[Records from a data collection]
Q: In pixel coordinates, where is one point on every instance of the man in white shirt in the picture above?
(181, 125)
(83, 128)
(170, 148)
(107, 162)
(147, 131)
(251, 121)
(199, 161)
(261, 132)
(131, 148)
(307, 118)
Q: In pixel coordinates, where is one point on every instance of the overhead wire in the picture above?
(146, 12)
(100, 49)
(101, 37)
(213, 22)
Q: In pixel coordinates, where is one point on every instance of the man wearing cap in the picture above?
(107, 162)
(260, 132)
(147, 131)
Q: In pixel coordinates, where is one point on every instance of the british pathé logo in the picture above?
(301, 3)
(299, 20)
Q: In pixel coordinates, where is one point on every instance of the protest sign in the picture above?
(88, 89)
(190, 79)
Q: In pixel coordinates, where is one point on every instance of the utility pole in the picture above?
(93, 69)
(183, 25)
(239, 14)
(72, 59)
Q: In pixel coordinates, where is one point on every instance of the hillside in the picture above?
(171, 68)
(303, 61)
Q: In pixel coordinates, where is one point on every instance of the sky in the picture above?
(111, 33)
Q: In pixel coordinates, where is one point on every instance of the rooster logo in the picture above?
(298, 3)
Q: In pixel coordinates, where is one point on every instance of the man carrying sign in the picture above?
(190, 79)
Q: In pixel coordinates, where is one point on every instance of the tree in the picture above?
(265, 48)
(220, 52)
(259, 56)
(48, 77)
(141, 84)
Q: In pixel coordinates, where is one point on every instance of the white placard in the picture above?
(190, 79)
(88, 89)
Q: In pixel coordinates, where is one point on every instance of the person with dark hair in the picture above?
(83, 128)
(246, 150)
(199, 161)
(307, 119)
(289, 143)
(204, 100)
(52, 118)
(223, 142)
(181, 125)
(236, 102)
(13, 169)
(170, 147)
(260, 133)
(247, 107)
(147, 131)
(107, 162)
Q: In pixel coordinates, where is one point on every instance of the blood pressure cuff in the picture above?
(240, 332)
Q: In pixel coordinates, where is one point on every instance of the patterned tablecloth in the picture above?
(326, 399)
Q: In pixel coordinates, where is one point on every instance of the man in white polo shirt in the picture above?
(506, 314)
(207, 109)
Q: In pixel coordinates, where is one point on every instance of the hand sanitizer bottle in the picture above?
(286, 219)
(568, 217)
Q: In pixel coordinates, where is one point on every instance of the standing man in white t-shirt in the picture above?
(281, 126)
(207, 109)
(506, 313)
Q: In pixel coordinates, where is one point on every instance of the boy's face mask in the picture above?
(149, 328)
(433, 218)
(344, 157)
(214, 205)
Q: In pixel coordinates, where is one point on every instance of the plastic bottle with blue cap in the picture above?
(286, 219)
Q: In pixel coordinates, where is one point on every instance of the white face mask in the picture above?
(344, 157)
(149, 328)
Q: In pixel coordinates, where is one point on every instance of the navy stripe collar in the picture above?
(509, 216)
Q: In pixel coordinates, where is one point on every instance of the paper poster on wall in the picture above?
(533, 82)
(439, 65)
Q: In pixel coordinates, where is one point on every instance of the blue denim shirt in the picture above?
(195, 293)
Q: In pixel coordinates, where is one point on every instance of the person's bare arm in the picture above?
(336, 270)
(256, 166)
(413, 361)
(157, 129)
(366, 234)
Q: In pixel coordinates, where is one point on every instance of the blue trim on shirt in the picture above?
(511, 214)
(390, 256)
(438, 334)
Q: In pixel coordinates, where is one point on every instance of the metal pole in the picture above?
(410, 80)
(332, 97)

* [EXERCISE REQUIREMENTS]:
All the data above must be copied again. Leave nothing out.

* [SOLUTION FOR THIS EXERCISE]:
Q: In pixel coordinates, where is one point on every instance of the man in white shirt in the picture above?
(181, 125)
(83, 128)
(170, 148)
(107, 162)
(147, 131)
(251, 121)
(199, 161)
(261, 132)
(131, 148)
(307, 118)
Q: In pixel coordinates, where is one point on every instance of the overhead wire in the picture above?
(146, 12)
(100, 49)
(101, 37)
(213, 22)
Q: In pixel coordinates, where is one point on every instance of the man wearing cap in the picture above?
(107, 162)
(260, 132)
(147, 131)
Q: In pixel coordinates, where is one point on every instance of the british pathé logo in the picture above?
(301, 3)
(299, 20)
Q: In pixel coordinates, where is one point on every instance of the protest sign in the picture above?
(88, 89)
(190, 79)
Q: In pixel coordinates, where is one point on every instance of the utility pole in the picture above?
(93, 69)
(183, 25)
(239, 14)
(72, 59)
Q: In pixel coordinates, where is one point on every instance of the hillside in the picture above?
(171, 68)
(303, 61)
Q: In pixel coordinates, where is one point on every instance of the sky in the picture above?
(111, 33)
Q: In pixel coordinates, where is one point on every instance of the rooster logo in the picture above?
(298, 3)
Q: In pixel coordinates, where is one point on every instance of the man carrying sign in the picture above?
(190, 79)
Q: In pixel coordinates, where is one point on every instance of the tree in the picture above?
(265, 48)
(220, 52)
(259, 56)
(48, 77)
(141, 84)
Q: In pixel coordinates, where is one point on every instance of the white placard in the picture above?
(190, 79)
(88, 89)
Q: In pixel coordinates, where is one point on every instance of the person with dark hair in the picture above?
(83, 128)
(246, 150)
(199, 161)
(307, 119)
(289, 143)
(204, 100)
(52, 118)
(223, 142)
(181, 125)
(236, 102)
(13, 169)
(170, 147)
(260, 133)
(247, 107)
(147, 131)
(107, 162)
Q: In pixel coordinates, where is one point on every instance of the blood pressure cuff in the picture above?
(240, 332)
Q: In pixel coordinates, where is one point on every instance of the patterned tablecloth in the picture above?
(326, 399)
Q: In pixel coordinates, where is one point on every instance of the man in white polo shirt in the picture above?
(506, 314)
(207, 109)
Q: In pixel coordinates, where is one point on every instance of the hand sanitizer bottle in the picture above?
(286, 219)
(568, 217)
Q: In pixel coordinates, where is one point on every instance of the standing man in white t-shirt in the picture above?
(281, 126)
(207, 109)
(506, 313)
Q: In pixel coordinates, where is one point on every instance of the boy's face mask in the picture above?
(149, 328)
(433, 218)
(344, 157)
(214, 205)
Q: In pixel coordinates, where is one point on every instance of the plastic bottle with blue cap in the picture above?
(286, 219)
Q: In pixel coordinates, where is one point on every instance of the white face mask in the picture above?
(344, 157)
(149, 328)
Q: In pixel coordinates, where is one point on every instance of the navy stripe collar in the picture above?
(509, 216)
Q: In pixel coordinates, where is one point on every instance of the paper poster on wall in the picture above?
(533, 82)
(439, 65)
Q: In pixel coordinates, where is one point on every instance of the blue denim shirt in the picture above?
(195, 293)
Q: In pixel coordinates, where is one point on every instance of the person's bare arm in the picture above?
(336, 270)
(256, 166)
(413, 361)
(157, 129)
(366, 234)
Q: In pixel coordinates, where is one point on every instance of the blue trim on shirt in the picture above?
(511, 214)
(390, 256)
(438, 334)
Q: In pixel coordinates, where is one point on every instance of the metal pole in the picture above?
(410, 80)
(332, 97)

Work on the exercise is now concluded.